Problem statement:
Reproduce exactly the lines beginning with the line that contains "Pin the long" and ending at the final line of the material below.

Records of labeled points
+++
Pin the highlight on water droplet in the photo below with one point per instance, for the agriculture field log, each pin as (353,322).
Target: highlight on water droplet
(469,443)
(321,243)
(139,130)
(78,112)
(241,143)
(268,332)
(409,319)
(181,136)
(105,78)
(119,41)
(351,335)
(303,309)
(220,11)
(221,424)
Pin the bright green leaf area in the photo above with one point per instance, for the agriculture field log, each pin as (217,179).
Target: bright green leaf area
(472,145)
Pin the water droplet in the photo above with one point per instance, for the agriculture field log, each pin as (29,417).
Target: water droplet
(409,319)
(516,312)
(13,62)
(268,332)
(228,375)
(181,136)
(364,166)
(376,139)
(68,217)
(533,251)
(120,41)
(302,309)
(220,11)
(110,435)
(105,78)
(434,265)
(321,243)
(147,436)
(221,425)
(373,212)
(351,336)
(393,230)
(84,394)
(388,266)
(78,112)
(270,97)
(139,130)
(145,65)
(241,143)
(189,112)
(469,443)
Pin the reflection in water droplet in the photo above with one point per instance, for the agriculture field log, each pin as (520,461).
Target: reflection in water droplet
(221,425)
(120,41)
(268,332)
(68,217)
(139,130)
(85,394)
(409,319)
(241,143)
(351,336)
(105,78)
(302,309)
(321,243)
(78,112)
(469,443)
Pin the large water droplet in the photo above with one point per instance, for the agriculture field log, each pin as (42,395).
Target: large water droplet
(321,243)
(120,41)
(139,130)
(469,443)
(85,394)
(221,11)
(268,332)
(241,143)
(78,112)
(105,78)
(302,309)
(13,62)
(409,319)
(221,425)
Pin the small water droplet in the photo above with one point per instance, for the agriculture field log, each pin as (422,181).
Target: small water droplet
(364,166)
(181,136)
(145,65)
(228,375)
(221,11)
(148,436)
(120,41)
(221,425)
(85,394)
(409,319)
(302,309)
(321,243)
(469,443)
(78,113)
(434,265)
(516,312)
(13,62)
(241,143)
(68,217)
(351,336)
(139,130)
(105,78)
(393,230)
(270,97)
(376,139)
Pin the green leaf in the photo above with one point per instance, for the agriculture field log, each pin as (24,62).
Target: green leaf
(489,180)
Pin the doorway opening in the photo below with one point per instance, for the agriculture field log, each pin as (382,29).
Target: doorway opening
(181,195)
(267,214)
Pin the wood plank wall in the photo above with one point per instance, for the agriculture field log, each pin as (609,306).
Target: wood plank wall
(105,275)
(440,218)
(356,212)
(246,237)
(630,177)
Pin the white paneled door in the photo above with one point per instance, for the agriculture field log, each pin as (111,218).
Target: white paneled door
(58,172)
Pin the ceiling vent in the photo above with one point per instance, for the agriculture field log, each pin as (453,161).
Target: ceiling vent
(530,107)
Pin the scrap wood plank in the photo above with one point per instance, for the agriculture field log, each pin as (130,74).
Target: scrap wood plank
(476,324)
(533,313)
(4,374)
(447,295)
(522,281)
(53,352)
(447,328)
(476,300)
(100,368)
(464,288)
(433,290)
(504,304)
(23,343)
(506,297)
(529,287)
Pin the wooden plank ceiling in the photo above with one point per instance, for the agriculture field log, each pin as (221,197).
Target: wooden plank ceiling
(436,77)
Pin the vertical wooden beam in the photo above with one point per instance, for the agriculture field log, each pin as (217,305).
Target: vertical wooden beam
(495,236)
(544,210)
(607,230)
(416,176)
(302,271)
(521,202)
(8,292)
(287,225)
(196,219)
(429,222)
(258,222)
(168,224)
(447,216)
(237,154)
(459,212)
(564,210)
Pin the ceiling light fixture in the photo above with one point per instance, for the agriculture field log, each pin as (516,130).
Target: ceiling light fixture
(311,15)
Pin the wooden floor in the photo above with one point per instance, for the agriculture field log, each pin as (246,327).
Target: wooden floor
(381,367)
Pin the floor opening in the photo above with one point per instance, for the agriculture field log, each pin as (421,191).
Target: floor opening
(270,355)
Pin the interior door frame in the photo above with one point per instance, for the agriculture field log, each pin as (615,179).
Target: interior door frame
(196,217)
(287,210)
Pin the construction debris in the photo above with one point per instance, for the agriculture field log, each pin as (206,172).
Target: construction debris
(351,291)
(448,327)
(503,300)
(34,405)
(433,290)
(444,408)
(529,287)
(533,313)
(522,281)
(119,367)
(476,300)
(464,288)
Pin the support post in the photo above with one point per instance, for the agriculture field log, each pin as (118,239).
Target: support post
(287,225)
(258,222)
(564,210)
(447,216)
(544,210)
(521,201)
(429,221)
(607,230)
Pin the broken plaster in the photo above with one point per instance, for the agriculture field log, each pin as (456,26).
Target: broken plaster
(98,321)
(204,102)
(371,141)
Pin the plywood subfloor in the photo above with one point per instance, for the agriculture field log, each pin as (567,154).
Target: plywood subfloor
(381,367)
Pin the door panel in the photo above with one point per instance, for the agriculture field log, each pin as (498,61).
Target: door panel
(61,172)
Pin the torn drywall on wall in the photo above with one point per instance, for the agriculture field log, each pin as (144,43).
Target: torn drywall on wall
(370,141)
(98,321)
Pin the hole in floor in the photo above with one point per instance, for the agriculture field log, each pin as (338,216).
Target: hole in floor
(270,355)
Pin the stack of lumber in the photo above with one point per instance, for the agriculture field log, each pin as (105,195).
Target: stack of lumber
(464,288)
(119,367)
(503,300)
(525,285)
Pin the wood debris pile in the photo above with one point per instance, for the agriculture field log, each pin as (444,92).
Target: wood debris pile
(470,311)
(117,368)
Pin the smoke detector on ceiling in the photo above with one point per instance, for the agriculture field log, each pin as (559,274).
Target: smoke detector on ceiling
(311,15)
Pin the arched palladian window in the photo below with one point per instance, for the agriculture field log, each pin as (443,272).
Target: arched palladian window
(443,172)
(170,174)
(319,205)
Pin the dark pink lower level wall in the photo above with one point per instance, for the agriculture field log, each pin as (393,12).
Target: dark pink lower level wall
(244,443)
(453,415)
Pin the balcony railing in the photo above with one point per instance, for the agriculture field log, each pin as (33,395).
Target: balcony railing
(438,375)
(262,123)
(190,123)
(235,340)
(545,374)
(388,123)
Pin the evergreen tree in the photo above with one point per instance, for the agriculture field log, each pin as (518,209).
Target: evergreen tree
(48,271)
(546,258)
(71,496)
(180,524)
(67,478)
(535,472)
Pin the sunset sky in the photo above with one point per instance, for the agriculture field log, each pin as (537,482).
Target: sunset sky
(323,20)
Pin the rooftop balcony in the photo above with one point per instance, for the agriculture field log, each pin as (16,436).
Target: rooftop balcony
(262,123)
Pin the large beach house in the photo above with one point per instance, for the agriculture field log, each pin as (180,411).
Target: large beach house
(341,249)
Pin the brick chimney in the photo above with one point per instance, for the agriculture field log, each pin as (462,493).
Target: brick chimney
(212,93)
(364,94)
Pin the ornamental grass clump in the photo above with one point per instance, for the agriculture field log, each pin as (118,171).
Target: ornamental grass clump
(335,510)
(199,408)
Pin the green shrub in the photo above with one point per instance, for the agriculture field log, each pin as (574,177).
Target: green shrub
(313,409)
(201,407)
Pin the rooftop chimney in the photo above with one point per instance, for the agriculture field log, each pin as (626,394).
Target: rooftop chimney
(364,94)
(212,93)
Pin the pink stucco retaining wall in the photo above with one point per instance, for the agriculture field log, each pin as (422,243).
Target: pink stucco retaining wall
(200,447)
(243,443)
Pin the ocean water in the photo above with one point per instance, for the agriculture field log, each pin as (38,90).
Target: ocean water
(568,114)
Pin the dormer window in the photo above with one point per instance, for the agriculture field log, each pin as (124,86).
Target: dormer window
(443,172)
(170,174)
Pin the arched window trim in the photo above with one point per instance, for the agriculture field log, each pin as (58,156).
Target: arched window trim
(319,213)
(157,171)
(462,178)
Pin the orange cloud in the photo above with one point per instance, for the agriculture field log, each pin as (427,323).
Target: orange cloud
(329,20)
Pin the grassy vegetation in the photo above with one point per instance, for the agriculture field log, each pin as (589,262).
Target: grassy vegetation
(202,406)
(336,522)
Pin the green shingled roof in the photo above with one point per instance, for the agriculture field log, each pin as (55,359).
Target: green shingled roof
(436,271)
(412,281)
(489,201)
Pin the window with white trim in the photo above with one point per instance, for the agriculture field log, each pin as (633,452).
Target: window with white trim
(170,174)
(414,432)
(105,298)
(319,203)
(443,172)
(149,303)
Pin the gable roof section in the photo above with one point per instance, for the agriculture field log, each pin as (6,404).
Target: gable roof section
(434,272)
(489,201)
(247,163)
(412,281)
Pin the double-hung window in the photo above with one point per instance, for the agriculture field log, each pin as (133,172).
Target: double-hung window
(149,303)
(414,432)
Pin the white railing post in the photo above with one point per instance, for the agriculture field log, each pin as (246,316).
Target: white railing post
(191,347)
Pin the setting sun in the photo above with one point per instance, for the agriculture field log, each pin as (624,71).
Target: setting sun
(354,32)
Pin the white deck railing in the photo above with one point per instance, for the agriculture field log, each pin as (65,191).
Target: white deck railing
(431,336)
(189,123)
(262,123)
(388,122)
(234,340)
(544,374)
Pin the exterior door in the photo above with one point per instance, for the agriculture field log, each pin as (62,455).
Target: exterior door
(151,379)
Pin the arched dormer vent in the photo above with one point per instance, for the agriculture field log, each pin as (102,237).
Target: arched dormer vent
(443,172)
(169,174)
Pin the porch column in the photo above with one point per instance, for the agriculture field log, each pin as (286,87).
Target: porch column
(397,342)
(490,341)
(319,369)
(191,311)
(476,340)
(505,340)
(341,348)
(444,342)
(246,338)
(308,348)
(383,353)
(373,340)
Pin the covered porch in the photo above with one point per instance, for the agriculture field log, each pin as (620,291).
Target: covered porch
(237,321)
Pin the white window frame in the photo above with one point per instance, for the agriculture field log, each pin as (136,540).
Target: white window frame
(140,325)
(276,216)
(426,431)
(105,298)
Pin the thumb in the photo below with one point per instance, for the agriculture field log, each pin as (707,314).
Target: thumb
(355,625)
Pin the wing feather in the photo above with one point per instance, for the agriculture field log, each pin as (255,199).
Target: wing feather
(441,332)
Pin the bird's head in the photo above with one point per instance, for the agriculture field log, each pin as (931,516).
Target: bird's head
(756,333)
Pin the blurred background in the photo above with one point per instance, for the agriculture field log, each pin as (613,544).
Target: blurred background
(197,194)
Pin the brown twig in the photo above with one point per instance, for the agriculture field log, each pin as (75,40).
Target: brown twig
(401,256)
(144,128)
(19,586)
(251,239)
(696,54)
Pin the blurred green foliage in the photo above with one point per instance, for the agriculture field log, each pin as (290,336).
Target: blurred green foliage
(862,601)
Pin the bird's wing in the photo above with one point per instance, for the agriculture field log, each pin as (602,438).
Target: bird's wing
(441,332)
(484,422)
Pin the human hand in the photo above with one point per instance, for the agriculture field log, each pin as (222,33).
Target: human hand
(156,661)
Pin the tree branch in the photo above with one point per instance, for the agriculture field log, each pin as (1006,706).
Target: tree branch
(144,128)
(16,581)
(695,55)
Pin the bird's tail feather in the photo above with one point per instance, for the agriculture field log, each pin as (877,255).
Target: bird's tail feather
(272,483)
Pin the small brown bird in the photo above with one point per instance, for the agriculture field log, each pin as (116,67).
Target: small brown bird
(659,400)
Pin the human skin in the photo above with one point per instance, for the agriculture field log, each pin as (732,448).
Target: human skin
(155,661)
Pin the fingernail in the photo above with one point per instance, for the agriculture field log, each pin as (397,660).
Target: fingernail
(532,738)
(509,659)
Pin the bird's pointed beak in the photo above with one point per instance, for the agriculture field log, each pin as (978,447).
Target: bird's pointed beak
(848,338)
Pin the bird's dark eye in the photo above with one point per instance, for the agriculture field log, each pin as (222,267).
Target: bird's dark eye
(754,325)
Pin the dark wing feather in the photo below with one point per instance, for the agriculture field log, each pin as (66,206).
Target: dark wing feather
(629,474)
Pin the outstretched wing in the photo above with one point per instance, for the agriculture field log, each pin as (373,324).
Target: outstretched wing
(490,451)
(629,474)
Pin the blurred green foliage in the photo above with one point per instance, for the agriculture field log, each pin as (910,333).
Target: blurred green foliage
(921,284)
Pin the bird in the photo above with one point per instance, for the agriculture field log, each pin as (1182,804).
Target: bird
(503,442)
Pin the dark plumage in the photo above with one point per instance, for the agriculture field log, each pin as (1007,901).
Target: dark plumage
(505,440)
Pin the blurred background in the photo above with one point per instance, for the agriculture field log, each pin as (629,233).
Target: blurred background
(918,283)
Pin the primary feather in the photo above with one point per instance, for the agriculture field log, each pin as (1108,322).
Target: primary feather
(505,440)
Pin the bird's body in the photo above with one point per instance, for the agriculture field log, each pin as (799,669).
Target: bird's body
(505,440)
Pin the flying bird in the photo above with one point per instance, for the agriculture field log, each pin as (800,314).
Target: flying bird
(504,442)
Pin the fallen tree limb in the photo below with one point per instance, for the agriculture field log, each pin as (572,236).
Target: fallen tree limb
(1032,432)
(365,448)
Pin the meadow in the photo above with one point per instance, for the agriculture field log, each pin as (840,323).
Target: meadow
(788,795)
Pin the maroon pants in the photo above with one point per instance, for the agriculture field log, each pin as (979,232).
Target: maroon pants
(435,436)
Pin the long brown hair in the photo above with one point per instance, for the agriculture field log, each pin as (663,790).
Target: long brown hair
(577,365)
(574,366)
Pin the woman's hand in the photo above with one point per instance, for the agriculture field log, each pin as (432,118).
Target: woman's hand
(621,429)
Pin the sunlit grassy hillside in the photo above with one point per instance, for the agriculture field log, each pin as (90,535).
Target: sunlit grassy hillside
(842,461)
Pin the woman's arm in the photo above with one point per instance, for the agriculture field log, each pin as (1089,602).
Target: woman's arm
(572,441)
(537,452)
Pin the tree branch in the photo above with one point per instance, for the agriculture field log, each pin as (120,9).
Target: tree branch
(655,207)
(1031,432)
+++
Exercise output:
Pin the long brown hair in the photo above with one point per instance, for the agriculture field log, each pin as (663,790).
Target: long brown hair
(577,365)
(574,366)
Pin the woman's hand in the photo above with one point per instance, for the agriculture field log, each pin as (432,118).
Target: woman's hand
(621,429)
Pin the sunlit grassy hillside in the photo above with one point per instance, for the agriculture field log, each pin as (90,535).
Target: sunlit grassy hillside
(842,461)
Pin the woman's arm in the photo above with one point per instance, for the agriculture field log, each pin as (1089,602).
Target: woman's arm
(572,441)
(537,452)
Pin the tree branch in the photo above with one point per instance, for the agriculture field log, each pin as (120,9).
Target: tree branch
(655,207)
(1031,432)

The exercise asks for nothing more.